*** Opening TEXT PASSAGE ***
Postal surveys are a popular instrument for studies about continuing medical education habits. But little is known about the accuracy of responses in such surveys. The objective of this study was to quantify the magnitude of inaccurate responses in a postal survey among physicians.

Methods

A sub-analysis of a questionnaire about continuing medical education habits and information management was performed. The five variables used for the quantitative analysis are based on a question about the knowledge of a fictitious technical term and on inconsistencies in contingency tables of answers to logically connected questions.

Results

Response rate was 52%. Non-response bias is possible but seems not very likely since an association between demographic variables and inconsistent responses could not be found. About 10% of responses were inaccurate according to the definition.

Conclusion

It was shown that a sub-analysis of a questionnaire makes a quantification of inaccurate responses in postal surveys possible. This sub-analysis revealed that a notable portion of responses in a postal survey about continuing medical education habits and information management was inaccurate.

Background

Postal questionnaire surveys of physicians are a popular instrument to gather information [1,2]. They are often used for studies about continuing-medical education (CME) habits and information management since they are relatively inexpensive and easy to handle [2]. A major problem of such surveys is the low response rate [1]. Besides this non-response bias [3,4] there are a number of other factors which restrict conclusions from postal surveys. Alreck and Settle for example describe ten such sources of response bias [5]. But it seems that there are even more biases. Most important are: the tendency to socially desired responses (especially in surveys on sensible subjects like drug abuse or sexual habits) [6], acquiescence or the tendency for only yes- or no-responses [7,8], failure in self-perception or (technically) inaccurate statements (e.g. because of willful lies or inaccurate memories) [9-11]. Most of the studies about the problem of potential biases are restricted to questionnaires for patients. Therefore a MEDLINE search revealed only articles dealing with the accuracy of statements by physicians in general, but there were no satisfactory results for articles about potential inaccuracies in postal surveys about CME habits or information management (search terms – MeSH: "Physicians", "Reproducibility of Results", "Questionnaire", "Bias", "Quality Control". Title words: "Questionnaire", "Postal Survey*", "Validity", "Bias", "Inaccura*", "Accura*") [12-17]. This is also represented by the fact that authors of postal surveys in this field often do not discuss the problem of inaccuracies [e.g. [18,19]] or if it is discussed it is not quantified [e.g. [20,21]].
*** Closing TEXT PASSAGE ***
» APPLY WHAT YOU READ
A - Translate this sentence from the passage on postal surveys into Spanish: "Most of the studies about the problem of potential biases are restricted to questionnaires for patients."
B - From the passage on postal surveys, return the section starting at "A sub-analysis of a questionnaire about" and ending at "to the definition.", copied word for word.
*** Opening INFORMATION ***
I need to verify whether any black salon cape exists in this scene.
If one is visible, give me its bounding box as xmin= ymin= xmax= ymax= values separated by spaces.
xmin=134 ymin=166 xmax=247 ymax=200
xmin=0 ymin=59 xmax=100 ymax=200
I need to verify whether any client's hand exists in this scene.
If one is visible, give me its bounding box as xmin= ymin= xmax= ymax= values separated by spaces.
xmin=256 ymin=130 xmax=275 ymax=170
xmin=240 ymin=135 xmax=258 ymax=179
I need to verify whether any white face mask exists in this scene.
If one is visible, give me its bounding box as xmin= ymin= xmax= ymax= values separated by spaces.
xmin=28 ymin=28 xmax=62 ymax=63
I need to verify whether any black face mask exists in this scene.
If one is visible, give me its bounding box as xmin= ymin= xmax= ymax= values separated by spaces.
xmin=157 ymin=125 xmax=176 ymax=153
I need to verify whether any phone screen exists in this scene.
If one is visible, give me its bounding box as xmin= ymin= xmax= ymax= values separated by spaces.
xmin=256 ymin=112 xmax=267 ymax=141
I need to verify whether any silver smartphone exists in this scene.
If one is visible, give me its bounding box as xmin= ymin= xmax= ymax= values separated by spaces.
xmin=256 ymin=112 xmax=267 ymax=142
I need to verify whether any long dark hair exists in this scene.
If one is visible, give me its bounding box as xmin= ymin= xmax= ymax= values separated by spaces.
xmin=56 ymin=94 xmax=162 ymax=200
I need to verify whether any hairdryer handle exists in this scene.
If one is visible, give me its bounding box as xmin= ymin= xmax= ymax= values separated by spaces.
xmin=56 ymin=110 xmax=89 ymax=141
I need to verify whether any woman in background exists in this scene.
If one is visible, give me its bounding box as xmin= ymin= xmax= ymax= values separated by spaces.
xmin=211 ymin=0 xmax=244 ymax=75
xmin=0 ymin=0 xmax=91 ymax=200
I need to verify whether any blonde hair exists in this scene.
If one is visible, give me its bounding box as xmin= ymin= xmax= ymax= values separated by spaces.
*** Closing INFORMATION ***
» EXPECTED RESULTS
A - La mayoría de los estudios sobre el problema de los posibles sesgos se limitan a cuestionarios para pacientes.

B -
A sub-analysis of a questionnaire about continuing medical education habits and information management was performed. The five variables used for the quantitative analysis are based on a question about the knowledge of a fictitious technical term and on inconsistencies in contingency tables of answers to logically connected questions.

Results

Response rate was 52%. Non-response bias is possible but seems not very likely since an association between demographic variables and inconsistent responses could not be found. About 10% of responses were inaccurate according to the definition.